• **Problem to solve**
Write out the full listing exactly as given, minus the images.

--- Start of Material for this exercise ---

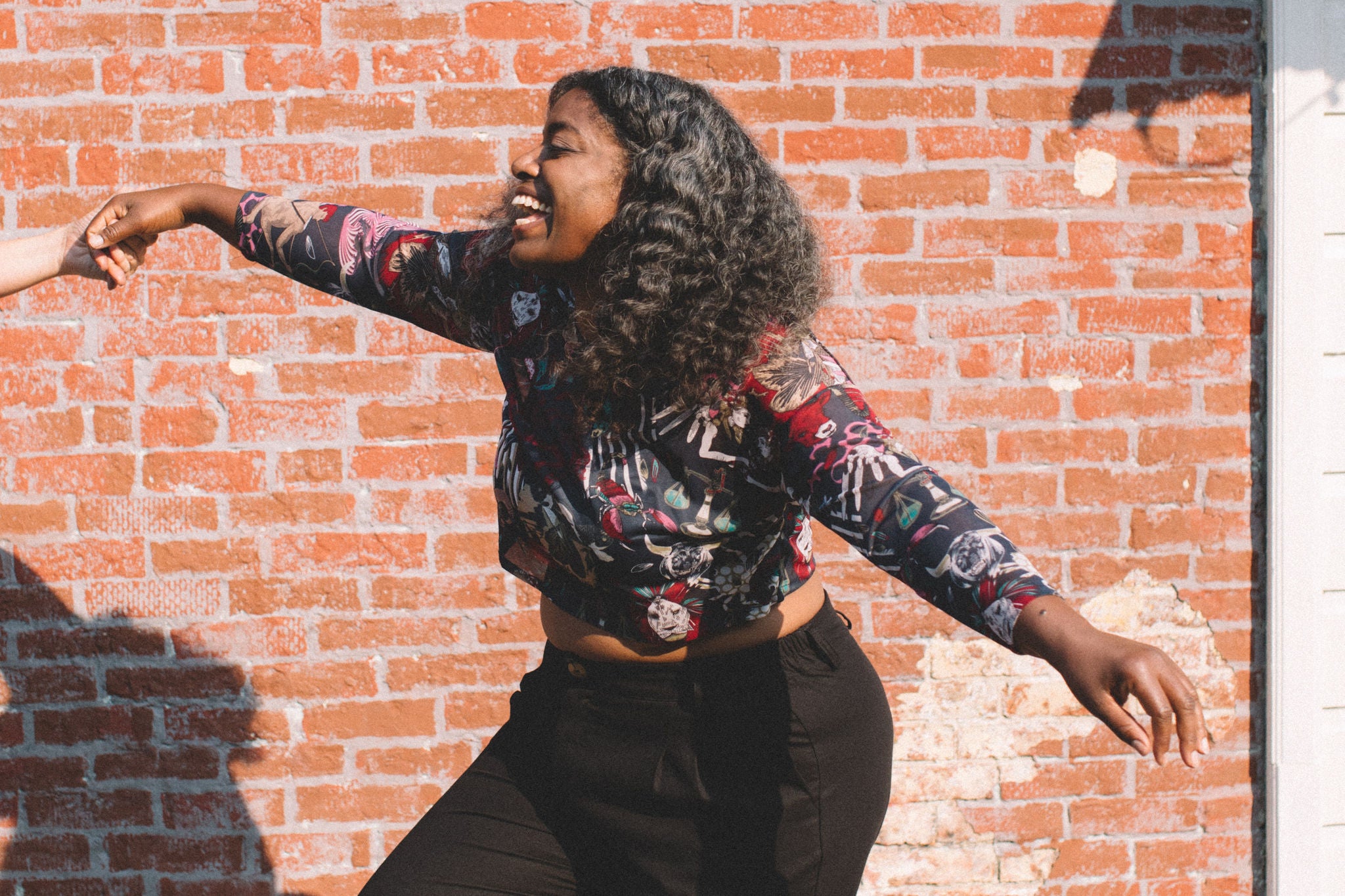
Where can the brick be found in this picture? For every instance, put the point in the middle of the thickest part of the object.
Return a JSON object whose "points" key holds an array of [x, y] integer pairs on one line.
{"points": [[1207, 527], [853, 65], [299, 22], [33, 167], [397, 65], [1009, 403], [175, 853], [292, 508], [33, 519], [152, 73], [87, 473], [208, 471], [1192, 19], [241, 119], [1109, 62], [1048, 104], [47, 852], [1225, 241], [1187, 98], [845, 144], [50, 78], [313, 69], [437, 761], [1185, 359], [1111, 486], [42, 431], [376, 719], [377, 551], [1116, 240], [876, 104], [305, 680], [91, 809], [393, 22], [962, 237], [319, 465], [1099, 400], [70, 727], [351, 112], [545, 64], [1202, 855], [1093, 359], [939, 144], [1187, 191], [1055, 446], [1192, 444], [927, 278], [1090, 20], [808, 22], [942, 20], [365, 802], [84, 559], [1222, 144], [432, 156], [780, 104], [378, 421], [925, 190], [1133, 314], [717, 62], [981, 62]]}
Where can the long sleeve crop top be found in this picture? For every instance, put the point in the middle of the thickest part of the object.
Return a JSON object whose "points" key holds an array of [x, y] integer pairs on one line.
{"points": [[692, 521]]}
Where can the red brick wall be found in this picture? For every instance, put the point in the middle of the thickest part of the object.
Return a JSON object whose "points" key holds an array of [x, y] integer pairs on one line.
{"points": [[250, 625]]}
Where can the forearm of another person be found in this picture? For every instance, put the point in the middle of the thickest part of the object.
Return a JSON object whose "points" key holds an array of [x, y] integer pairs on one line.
{"points": [[65, 253], [1105, 670], [155, 211], [27, 263]]}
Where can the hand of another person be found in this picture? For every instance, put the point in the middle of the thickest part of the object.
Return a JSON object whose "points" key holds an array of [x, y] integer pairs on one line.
{"points": [[1105, 670], [119, 261], [129, 217]]}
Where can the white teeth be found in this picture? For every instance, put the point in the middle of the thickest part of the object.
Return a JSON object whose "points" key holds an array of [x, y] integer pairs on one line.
{"points": [[527, 202]]}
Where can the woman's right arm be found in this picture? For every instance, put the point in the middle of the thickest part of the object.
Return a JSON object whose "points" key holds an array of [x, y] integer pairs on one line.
{"points": [[357, 254]]}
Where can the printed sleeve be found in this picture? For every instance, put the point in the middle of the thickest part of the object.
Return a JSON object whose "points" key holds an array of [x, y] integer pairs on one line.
{"points": [[858, 481], [366, 258]]}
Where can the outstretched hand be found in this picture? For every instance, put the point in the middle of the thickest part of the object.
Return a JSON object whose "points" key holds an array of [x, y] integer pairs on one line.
{"points": [[1103, 671], [128, 218], [114, 264]]}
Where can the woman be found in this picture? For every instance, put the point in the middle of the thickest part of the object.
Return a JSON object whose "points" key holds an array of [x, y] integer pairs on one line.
{"points": [[703, 720], [64, 253]]}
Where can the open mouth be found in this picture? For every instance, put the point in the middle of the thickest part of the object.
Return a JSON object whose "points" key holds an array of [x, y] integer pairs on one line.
{"points": [[529, 210]]}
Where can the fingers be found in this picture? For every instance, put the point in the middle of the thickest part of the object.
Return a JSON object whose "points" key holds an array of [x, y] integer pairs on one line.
{"points": [[96, 233], [1122, 725], [1155, 699], [1192, 735]]}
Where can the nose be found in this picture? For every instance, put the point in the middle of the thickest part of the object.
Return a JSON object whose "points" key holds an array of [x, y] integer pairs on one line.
{"points": [[526, 167]]}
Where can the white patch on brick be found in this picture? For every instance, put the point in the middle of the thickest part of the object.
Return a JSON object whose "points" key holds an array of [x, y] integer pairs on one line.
{"points": [[1064, 383], [1095, 172], [985, 721], [244, 366]]}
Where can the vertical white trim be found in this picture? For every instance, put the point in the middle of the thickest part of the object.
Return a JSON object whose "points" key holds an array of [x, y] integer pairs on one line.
{"points": [[1297, 95]]}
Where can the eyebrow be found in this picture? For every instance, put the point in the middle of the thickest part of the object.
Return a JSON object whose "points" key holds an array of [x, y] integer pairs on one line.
{"points": [[553, 128]]}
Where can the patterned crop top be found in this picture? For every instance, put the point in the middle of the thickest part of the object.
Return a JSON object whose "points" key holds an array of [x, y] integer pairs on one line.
{"points": [[694, 521]]}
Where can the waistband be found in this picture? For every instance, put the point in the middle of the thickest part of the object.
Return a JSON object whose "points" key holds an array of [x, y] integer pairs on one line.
{"points": [[649, 680]]}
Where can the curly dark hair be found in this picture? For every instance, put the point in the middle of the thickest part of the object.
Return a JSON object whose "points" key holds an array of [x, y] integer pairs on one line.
{"points": [[709, 249]]}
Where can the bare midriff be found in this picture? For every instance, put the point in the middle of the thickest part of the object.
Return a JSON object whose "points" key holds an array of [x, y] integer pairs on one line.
{"points": [[588, 641]]}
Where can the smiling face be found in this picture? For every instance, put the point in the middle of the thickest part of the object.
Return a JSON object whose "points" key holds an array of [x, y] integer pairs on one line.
{"points": [[571, 187]]}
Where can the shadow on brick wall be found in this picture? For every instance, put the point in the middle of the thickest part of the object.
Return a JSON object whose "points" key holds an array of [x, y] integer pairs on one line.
{"points": [[1157, 62], [1152, 56], [115, 758]]}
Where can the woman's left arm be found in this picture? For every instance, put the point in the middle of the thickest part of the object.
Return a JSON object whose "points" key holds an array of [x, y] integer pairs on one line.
{"points": [[64, 251], [865, 486]]}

--- End of Material for this exercise ---

• **Output of the task**
Where can the brick be found in this picture? For every instance, put the point in the middle of the thickest part of the object.
Return a JSON object whose "points" key holds an array of [x, y] integer pairs on one line.
{"points": [[1207, 527], [853, 65], [299, 22], [33, 167], [397, 65], [1009, 403], [175, 853], [292, 508], [33, 519], [152, 73], [87, 473], [208, 471], [1192, 19], [241, 119], [1109, 62], [1048, 104], [47, 852], [1225, 241], [1187, 98], [845, 144], [50, 78], [313, 69], [437, 761], [1185, 359], [1111, 486], [42, 431], [376, 719], [377, 551], [1116, 240], [876, 104], [305, 680], [91, 809], [393, 22], [962, 237], [319, 465], [1099, 400], [70, 727], [351, 112], [545, 64], [1202, 855], [1093, 359], [939, 144], [1187, 191], [1055, 446], [1192, 444], [927, 278], [1090, 20], [808, 22], [942, 20], [365, 802], [84, 559], [1222, 144], [432, 156], [780, 104], [378, 421], [925, 190], [1133, 314], [717, 62], [981, 62]]}
Where can the long sleeve crop top be found in this picture? For every instance, put the point in the middle of the thickest part of the object.
Return a JSON object whose "points" key holds an array of [x, y] integer pairs on one line.
{"points": [[692, 521]]}
Where can the red brick wall be found in this picture? For every instance, put the point in the middle of the thickest part of the object.
Return a JSON object whose "points" key holds an array of [x, y] integer pairs on one line.
{"points": [[250, 625]]}
Where can the forearm of another person be found in this picture? For every instance, put the point in the middle of the thickest part of the object.
Return a JSON object whose "points" key holds an array of [x, y] integer pairs on one line.
{"points": [[65, 253], [1105, 670], [155, 211], [27, 263]]}
Where can the hand of another person be found in this picture? For every instance, put the point in the middle of the thickest part of the object.
Return a JSON object whose "points" key holds an array of [x, y] integer pairs on one line.
{"points": [[1105, 670], [119, 261], [129, 217]]}
Where can the white teeth be found in this picture? For every instance, put the point in the middle of the thickest part of the object.
Return a JSON object whose "points" key holds an array of [x, y] integer pairs on one line.
{"points": [[527, 202]]}
Where can the woman's right arm be found in this picture? For every instance, put the point in the middle of the thickest part of the object.
Return a JSON object whose "points" key holds an array of [x, y] integer pairs on one line.
{"points": [[357, 254]]}
Where can the printed sleeve be found in this picture? For every instance, put the point in the middle of the thickest part of the object.
Return a JSON object whose "points" key holds an array of [x, y] integer pairs on one line.
{"points": [[858, 481], [366, 258]]}
Where can the outstretched hand be found in this picture? For every instance, put the point in the middle of the thickest part of the object.
Return a JSON object whose "points" key holds an array of [x, y] integer pairs on one line.
{"points": [[1103, 671], [128, 218], [114, 264]]}
Where can the woman be found in this picture? For every instance, put the point in the middle of the thickest part of the object.
Return a JSON object whose "points" key holds an array of [x, y] integer pairs on one line.
{"points": [[703, 720], [64, 253]]}
Where can the open mouth be found in this picture? For every instance, put the point in the middle of the thickest part of the object.
Return a JSON object whose "points" key holds an array of [x, y] integer pairs on one line.
{"points": [[529, 210]]}
Where can the fingers be found in this picture? For every instance, put the point in the middle of the thickest part of the object.
Return a JSON object whose "points" key holds an array of [x, y] integer pairs on one line.
{"points": [[96, 233], [1122, 725], [1155, 699], [1192, 735]]}
Where can the nose be found in this picture? For every instance, put the point in the middle of the thickest part of the object.
Return a JSON object whose "points" key holds an array of [x, y] integer pairs on one line.
{"points": [[526, 167]]}
Where can the white patch on brick be found in this picture? For every instance, put the point in the middle of the thickest part of the object.
Return a JSON object whose "points" key holds an array of [x, y] integer pairs on one line.
{"points": [[1064, 383], [1095, 172], [985, 721], [244, 366]]}
Where can the vertical white trim be found in this picture? For every instance, put the point in the middle of the thickest part of the object.
Return a JSON object whose "points" key holds an array of [x, y] integer pairs on one line.
{"points": [[1297, 95]]}
Where can the eyebrow be found in this picture? For every instance, put the point in the middle of the thickest part of the object.
Return a JSON object whose "points" key holds an array of [x, y] integer pairs on one line.
{"points": [[553, 128]]}
Where can the patterned crop top be found in this picture? For every instance, put the point in the middle of the thickest part of the object.
Return a JSON object whose "points" key holds an array of [x, y] integer pairs on one line.
{"points": [[694, 521]]}
Where can the waistband be found in this picture? For every instance, put the point in the middle of the thickest part of the object.
Return a JSON object whose "points" key holds an array of [x, y] integer pairs on one line.
{"points": [[649, 680]]}
Where can the curly dark hair be found in this picture? For every instance, put the point in the middle of the thickest part of the object.
Return a JSON object whose "points" key holds an array of [x, y] integer pairs on one line.
{"points": [[709, 249]]}
Where can the bare midriff be found in this picture? For every instance, put the point in the middle of the thickest part of the object.
Return a JSON object whose "points" key holds an array of [x, y] integer pairs on one line.
{"points": [[588, 641]]}
Where can the smiling face be found in this picture? For every instance, put the point in the middle of the thickest part of the object.
Return a JSON object whose "points" key holds an array of [x, y] integer pairs on one line.
{"points": [[571, 187]]}
Where can the shadow on brick wall be found in this picture? For every instance, put the point in the middle of the thickest part of the object.
Return a JSON object whose "points" key holds an array of [x, y] integer pairs on one line.
{"points": [[1157, 62], [1152, 56], [115, 758]]}
Where can the woman's left arm be found in this picture? For every instance, put the point in the middle of the thickest part of the object.
Return a JSON object whose "points" key holds an array of [x, y] integer pairs on one line.
{"points": [[64, 251], [865, 486]]}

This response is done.